*** Begin section ***

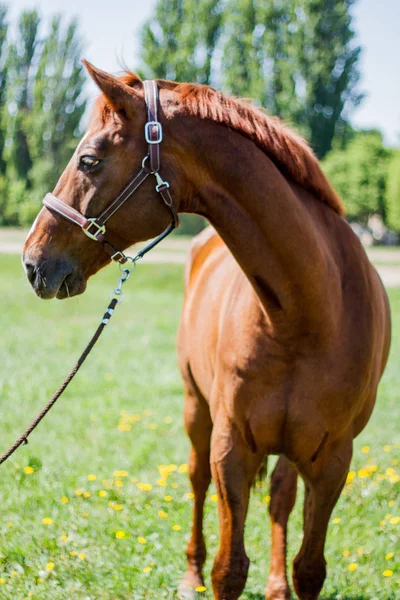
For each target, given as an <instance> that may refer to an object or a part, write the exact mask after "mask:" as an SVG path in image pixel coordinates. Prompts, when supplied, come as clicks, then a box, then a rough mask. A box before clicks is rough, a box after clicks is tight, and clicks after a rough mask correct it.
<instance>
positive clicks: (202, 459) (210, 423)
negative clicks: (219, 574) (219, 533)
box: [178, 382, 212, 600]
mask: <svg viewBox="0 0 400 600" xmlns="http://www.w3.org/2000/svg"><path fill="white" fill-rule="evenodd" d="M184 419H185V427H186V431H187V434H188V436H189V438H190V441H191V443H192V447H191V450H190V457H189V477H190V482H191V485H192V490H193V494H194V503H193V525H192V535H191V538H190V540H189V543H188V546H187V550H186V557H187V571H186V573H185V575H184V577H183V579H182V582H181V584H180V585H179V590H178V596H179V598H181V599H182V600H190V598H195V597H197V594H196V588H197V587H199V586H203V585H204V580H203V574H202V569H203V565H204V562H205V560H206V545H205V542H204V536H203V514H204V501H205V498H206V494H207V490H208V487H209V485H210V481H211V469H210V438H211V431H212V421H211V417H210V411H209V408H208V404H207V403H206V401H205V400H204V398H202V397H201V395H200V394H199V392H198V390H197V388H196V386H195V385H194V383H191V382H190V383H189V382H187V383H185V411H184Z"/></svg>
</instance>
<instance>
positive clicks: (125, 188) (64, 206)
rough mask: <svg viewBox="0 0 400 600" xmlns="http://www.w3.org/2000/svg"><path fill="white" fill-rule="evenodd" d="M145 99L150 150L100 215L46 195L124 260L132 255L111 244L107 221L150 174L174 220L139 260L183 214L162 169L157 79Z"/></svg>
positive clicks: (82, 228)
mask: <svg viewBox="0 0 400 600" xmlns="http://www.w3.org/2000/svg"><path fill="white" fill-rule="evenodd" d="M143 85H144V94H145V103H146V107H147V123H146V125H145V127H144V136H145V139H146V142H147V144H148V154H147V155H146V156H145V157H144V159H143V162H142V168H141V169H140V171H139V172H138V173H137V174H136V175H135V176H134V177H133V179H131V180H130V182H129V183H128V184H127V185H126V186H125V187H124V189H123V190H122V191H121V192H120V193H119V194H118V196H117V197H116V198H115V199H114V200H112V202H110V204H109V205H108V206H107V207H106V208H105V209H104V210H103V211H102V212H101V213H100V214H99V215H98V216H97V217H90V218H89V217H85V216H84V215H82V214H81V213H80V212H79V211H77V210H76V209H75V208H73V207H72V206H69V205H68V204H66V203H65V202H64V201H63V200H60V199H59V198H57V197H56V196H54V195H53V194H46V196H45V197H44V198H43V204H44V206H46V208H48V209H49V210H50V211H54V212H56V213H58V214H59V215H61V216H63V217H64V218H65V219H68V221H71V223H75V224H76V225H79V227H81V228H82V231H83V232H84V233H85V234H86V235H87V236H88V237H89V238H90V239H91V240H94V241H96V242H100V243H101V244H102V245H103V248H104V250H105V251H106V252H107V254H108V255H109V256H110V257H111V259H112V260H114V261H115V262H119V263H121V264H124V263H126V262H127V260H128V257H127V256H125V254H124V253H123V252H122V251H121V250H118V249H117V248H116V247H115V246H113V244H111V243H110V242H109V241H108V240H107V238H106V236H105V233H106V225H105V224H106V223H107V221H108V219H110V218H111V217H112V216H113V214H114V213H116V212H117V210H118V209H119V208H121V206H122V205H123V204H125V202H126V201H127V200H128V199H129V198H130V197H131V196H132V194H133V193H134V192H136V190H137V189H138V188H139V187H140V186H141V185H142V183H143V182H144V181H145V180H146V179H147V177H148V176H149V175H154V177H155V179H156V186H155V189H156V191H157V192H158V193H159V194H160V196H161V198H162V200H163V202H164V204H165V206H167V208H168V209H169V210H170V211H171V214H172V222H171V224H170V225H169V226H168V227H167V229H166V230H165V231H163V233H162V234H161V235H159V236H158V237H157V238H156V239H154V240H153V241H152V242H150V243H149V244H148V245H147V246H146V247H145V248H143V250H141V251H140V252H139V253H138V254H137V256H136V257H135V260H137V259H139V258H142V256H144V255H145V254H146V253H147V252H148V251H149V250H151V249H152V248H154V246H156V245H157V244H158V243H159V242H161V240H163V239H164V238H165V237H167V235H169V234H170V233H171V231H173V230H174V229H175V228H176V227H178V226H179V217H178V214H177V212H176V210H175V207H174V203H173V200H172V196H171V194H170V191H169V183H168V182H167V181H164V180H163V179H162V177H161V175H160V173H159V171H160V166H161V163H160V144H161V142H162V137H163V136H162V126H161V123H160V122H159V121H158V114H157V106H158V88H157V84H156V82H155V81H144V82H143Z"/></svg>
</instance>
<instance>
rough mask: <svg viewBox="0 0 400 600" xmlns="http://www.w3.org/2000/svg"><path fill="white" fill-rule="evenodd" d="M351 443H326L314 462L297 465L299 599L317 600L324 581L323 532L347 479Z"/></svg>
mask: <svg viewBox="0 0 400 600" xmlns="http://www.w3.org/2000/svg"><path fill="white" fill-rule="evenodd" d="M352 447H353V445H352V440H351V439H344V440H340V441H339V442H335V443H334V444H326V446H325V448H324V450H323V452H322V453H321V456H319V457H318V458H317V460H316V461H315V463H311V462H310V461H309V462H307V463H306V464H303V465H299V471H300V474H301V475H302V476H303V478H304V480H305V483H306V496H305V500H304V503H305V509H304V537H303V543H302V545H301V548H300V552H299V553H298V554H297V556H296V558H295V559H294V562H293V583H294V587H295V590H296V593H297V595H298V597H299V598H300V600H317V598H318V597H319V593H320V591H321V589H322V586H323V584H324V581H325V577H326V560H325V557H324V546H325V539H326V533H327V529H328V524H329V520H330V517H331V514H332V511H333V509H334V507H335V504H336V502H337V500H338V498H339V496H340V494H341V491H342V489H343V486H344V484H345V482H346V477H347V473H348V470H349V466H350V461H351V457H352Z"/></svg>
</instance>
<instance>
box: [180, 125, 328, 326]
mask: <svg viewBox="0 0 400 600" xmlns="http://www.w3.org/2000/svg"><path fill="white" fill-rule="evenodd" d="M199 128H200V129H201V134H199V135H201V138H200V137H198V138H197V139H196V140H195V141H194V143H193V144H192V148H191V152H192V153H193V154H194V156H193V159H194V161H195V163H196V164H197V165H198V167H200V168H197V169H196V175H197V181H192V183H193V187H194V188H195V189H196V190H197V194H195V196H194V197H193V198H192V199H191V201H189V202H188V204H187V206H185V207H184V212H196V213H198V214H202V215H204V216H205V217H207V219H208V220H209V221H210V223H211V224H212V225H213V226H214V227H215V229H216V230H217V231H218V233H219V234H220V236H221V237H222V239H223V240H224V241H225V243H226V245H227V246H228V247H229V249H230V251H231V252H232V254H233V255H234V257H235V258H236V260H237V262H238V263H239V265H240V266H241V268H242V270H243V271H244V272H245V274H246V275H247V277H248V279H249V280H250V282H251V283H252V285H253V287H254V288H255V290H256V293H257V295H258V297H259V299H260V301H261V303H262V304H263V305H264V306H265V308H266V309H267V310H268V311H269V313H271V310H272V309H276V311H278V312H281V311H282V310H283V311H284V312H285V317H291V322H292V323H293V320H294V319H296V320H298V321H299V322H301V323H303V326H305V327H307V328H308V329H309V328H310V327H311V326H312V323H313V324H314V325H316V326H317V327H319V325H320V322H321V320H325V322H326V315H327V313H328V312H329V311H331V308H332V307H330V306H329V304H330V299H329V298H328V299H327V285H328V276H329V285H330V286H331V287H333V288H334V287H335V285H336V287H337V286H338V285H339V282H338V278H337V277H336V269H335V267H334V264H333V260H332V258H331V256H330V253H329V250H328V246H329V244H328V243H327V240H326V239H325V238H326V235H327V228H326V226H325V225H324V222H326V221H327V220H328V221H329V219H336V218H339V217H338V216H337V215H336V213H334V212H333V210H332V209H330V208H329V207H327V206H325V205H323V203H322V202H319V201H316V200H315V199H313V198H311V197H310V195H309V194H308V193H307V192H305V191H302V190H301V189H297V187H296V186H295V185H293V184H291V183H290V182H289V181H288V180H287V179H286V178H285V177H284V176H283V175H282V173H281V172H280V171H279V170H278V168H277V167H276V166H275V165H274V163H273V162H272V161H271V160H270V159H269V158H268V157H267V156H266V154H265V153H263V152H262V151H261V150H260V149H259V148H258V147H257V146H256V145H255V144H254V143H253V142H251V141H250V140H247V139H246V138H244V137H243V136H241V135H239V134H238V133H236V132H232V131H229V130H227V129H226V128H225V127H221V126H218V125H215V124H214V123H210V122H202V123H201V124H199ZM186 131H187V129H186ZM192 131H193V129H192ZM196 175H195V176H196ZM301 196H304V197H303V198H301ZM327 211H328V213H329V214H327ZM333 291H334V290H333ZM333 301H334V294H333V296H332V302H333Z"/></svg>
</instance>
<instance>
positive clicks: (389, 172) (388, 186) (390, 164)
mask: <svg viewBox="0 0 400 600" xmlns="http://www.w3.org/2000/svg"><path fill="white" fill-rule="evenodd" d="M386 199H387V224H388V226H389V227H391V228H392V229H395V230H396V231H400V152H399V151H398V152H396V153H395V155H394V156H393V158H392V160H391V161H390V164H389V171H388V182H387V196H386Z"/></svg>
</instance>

*** End section ***

Change "clicks" to "taps" in the records, from the start of the records up to and including the line with "box: [178, 382, 212, 600]", and give those lines again with nothing else altered. Leave the pictures out.

For each target, given as an <instance> that may refer to an object or a part, write the exact mask after "mask:" as an SVG path in image pixel coordinates. Prompts, when supplied, come as taps, then a box, then a rough mask. A box before taps is rough, a box after taps is tight, and taps after a rough mask correct it.
<instance>
positive taps: (202, 459) (210, 423)
negative taps: (219, 574) (219, 533)
box: [178, 382, 212, 600]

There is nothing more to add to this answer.